PROBLEM DETAILS ▸ Your task is to reproduce exactly the lines from the line with "of the conifer" through the end of the records below.
::: SUPPLIED DATA
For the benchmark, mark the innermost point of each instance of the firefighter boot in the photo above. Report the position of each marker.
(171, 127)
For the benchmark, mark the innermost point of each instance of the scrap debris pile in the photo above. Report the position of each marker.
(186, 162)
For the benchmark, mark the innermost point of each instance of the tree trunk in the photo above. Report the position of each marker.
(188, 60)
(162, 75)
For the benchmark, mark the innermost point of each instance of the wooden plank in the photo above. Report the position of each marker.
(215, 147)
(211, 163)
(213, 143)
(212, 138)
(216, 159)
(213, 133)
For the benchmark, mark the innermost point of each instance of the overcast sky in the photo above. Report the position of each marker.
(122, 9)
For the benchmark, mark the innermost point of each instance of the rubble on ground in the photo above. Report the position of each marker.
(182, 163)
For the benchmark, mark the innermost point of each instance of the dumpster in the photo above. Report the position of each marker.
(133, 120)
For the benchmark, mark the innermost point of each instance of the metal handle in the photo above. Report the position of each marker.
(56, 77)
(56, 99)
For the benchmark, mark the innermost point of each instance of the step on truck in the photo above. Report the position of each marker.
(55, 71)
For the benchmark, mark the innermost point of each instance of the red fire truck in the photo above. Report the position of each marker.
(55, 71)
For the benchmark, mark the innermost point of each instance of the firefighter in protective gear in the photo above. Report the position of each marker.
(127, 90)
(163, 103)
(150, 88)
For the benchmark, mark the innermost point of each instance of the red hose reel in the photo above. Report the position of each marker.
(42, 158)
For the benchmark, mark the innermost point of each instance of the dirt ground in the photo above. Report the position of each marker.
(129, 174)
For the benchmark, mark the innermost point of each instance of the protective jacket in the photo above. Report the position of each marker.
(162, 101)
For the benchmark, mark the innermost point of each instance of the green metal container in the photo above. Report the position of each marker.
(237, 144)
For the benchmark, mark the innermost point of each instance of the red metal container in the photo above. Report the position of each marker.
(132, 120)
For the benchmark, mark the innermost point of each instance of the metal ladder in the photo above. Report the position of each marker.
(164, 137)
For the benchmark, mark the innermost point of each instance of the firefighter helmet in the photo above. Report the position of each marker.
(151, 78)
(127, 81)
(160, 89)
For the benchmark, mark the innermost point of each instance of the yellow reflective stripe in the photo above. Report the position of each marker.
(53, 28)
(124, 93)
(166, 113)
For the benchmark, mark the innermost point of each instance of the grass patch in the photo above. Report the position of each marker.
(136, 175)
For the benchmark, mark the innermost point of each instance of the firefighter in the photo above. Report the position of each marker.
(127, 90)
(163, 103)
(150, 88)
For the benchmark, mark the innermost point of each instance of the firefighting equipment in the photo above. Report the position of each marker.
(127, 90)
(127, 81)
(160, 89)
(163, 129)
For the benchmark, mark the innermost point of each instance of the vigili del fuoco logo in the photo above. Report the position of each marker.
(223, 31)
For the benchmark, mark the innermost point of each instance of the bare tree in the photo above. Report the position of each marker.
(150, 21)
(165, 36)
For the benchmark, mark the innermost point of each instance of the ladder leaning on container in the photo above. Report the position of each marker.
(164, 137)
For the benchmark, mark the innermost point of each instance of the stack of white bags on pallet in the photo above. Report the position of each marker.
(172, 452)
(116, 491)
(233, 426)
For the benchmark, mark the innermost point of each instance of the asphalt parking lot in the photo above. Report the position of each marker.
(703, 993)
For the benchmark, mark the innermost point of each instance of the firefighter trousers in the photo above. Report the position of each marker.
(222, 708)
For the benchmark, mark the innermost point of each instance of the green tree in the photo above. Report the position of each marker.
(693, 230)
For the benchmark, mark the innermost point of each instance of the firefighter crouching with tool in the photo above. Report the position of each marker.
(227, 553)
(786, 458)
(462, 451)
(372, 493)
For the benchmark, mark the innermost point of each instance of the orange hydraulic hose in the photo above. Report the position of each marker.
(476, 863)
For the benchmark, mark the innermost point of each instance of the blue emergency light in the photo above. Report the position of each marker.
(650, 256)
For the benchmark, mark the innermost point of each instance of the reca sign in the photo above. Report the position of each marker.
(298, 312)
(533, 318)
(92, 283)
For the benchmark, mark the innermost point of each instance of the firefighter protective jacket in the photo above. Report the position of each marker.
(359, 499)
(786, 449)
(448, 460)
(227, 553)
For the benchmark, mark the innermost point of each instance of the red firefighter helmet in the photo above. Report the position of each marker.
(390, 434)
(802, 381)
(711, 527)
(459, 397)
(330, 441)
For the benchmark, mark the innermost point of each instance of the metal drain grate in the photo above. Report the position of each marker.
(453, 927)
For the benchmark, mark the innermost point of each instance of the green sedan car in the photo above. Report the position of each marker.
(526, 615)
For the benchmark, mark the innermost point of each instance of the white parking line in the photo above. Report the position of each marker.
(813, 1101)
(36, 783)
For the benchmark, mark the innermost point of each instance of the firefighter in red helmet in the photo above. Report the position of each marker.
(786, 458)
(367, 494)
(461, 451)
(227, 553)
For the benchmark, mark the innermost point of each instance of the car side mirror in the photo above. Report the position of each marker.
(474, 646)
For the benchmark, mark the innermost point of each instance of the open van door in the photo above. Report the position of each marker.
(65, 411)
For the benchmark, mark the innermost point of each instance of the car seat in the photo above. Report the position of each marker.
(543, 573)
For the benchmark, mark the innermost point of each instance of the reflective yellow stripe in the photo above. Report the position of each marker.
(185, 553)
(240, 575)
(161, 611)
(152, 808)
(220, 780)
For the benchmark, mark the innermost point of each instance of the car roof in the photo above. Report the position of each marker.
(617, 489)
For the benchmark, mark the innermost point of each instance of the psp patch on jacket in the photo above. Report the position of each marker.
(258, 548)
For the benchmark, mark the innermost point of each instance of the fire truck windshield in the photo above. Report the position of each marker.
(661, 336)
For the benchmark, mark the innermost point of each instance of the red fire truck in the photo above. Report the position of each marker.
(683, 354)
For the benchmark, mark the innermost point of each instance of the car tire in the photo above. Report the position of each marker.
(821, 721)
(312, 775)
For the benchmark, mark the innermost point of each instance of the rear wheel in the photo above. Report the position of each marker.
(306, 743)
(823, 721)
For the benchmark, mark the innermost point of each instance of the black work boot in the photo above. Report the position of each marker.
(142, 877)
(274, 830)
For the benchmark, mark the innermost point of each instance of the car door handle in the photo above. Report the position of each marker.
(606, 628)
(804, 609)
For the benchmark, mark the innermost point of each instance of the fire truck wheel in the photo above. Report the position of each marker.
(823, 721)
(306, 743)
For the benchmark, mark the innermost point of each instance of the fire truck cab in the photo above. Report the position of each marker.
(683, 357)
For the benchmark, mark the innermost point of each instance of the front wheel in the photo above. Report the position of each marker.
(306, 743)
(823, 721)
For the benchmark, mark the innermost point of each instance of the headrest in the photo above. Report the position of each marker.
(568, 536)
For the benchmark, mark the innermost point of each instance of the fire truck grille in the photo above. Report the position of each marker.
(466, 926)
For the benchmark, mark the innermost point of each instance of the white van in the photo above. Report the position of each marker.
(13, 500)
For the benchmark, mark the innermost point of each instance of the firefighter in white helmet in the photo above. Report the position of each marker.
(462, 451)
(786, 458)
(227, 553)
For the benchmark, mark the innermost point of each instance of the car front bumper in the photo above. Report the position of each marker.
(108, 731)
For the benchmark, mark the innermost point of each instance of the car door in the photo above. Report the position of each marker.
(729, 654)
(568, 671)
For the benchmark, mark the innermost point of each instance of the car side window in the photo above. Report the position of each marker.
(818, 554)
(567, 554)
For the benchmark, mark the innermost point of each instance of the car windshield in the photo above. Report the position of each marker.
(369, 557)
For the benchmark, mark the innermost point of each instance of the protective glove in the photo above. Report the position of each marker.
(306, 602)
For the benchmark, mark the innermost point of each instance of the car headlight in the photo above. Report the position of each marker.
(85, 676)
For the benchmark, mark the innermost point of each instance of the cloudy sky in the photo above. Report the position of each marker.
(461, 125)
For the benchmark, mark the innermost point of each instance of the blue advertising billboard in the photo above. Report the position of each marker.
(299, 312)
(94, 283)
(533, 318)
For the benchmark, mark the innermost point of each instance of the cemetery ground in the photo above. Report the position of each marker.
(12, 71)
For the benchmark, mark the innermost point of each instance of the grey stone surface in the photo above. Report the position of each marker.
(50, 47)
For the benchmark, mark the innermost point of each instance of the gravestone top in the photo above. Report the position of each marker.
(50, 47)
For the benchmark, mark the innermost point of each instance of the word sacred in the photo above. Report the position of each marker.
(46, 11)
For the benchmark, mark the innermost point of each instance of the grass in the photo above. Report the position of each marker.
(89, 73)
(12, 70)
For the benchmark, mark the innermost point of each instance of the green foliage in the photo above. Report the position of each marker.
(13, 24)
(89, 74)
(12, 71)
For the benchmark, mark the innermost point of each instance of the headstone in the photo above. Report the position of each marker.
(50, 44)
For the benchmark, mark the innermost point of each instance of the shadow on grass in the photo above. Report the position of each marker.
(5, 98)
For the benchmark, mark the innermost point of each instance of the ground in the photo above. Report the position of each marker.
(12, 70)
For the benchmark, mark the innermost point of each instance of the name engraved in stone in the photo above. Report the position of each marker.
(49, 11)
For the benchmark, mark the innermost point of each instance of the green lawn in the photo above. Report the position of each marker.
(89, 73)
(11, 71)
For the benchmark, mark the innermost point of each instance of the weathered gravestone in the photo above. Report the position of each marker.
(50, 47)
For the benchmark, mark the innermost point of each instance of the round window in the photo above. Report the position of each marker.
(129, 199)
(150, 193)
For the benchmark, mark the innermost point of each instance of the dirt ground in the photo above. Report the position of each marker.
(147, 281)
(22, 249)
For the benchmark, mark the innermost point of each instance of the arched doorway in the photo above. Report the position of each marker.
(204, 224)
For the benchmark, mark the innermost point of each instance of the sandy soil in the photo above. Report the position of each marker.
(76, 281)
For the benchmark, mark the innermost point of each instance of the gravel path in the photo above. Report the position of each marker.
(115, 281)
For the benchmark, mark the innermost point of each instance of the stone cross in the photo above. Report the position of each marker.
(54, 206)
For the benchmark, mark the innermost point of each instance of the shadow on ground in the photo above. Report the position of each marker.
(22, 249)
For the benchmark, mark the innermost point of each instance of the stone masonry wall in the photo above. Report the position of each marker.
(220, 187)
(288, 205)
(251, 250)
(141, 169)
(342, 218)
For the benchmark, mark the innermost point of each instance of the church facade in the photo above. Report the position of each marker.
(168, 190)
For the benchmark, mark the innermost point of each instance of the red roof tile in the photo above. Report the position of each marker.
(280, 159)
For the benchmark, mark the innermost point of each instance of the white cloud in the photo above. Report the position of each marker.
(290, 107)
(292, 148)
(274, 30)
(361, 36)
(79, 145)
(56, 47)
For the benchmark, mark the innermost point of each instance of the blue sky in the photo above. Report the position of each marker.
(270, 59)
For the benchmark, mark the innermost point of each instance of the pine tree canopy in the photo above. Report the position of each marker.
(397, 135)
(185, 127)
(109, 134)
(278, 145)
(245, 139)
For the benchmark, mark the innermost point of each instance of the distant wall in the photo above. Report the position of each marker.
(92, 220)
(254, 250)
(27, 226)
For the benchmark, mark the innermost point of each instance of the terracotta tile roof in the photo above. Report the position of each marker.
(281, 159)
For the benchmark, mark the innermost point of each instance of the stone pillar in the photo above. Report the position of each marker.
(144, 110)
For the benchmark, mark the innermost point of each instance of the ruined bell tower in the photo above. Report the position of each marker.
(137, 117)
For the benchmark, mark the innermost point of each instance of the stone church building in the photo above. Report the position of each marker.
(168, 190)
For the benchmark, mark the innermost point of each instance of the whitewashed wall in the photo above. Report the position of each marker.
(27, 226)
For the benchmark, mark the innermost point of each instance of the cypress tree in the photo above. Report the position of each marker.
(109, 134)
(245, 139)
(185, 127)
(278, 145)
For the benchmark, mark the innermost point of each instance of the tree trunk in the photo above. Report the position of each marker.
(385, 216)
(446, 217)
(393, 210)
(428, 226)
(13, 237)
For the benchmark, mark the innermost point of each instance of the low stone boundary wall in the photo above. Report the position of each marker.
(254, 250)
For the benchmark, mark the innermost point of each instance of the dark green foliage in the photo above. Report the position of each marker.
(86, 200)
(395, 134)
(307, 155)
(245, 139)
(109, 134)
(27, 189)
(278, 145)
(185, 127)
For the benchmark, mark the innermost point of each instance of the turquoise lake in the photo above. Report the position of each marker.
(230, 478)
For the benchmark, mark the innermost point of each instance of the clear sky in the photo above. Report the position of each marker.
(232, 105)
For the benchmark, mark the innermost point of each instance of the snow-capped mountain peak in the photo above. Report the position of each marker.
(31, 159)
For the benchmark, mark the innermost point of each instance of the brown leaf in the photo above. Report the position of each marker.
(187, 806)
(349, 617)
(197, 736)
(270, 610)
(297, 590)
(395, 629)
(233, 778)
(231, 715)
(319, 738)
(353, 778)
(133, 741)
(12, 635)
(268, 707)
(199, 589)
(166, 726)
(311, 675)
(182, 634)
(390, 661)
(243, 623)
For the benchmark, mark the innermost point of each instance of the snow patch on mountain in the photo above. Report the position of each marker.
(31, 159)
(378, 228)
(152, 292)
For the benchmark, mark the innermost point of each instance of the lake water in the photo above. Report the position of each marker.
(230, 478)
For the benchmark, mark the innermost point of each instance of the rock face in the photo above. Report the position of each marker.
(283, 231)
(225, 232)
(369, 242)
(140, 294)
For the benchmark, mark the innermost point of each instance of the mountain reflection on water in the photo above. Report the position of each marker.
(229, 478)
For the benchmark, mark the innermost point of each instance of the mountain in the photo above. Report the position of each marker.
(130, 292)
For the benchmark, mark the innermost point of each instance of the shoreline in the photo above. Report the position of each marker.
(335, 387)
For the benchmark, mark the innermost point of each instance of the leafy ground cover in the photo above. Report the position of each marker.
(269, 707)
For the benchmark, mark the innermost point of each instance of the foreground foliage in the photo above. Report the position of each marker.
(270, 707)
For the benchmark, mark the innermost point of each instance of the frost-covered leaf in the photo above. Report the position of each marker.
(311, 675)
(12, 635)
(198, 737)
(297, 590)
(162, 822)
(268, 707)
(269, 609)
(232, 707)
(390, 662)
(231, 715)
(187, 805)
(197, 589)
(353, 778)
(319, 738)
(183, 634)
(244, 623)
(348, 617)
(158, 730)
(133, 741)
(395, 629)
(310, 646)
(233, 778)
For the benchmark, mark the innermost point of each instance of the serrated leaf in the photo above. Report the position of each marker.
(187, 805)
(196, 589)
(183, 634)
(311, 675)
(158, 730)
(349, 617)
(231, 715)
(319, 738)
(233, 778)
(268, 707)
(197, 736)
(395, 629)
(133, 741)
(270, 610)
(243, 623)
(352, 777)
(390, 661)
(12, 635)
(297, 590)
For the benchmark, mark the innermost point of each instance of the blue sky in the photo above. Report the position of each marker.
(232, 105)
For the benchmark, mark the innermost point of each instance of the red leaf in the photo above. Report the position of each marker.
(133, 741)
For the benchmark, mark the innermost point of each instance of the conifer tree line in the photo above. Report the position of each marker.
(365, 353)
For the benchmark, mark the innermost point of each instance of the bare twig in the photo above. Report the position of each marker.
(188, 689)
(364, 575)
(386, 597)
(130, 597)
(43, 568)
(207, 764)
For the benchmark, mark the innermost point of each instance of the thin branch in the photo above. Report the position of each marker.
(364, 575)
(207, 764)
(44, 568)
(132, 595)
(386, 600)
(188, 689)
::::::
ANSWER FOR THIS EXERCISE ▸
For the benchmark, mark the innermost point of each instance of the conifer tree line in the photo above. Report the position of each marker.
(365, 353)
For the benchmark, mark the innermost point of each instance of the bare twig in the photo above. Report the position of each marker.
(188, 689)
(364, 575)
(386, 597)
(130, 597)
(43, 568)
(207, 764)
For the benchmark, mark the innermost point of each instance of the thin branch in the photo above. Report the position of each marker.
(364, 575)
(207, 764)
(44, 568)
(132, 595)
(386, 600)
(188, 689)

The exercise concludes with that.